• _Data records_:
· · ·

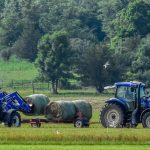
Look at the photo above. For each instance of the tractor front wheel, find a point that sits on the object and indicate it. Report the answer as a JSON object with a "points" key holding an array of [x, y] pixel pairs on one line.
{"points": [[112, 116], [146, 120]]}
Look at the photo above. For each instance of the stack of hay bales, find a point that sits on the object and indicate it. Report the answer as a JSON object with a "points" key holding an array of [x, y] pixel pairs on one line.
{"points": [[60, 111], [66, 110], [38, 102]]}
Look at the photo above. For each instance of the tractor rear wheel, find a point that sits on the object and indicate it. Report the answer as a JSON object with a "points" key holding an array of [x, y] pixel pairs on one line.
{"points": [[146, 120], [112, 116]]}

· · ·

• _REQUIRED TASK_: Render every line of the data records above as a Markdown table with the columns "Row" and "Line", numbering each row and skipping blank lines. Omit the pictures from the table.

• _CORRECT RESULT_:
| Row | Line |
|---|---|
| 1 | Look at the photo above. For each instance of the tractor front wheel, find a point that sits on the object and indicate it. Report the answer as a JSON object with a "points" key holding an array of [x, y] pixel pairs on one line. |
| 2 | {"points": [[112, 116], [146, 120]]} |
| 3 | Look at the photo above. For each instance of the stack of hay bales, find a point that sits on the object and indicate it. Report the answer as a JSON object with a "points" key holding an array of [x, y] pixel pairs on one line. |
| 4 | {"points": [[60, 111], [66, 110], [38, 102]]} |
| 5 | Look at the photo above. For each instance of the tractor rear wheel, find a point that sits on the object and indicate it. Report the answer as a JSON object with a "points" key holding an array of [x, y] pixel pairs on one line. |
| 6 | {"points": [[146, 120], [112, 116]]} |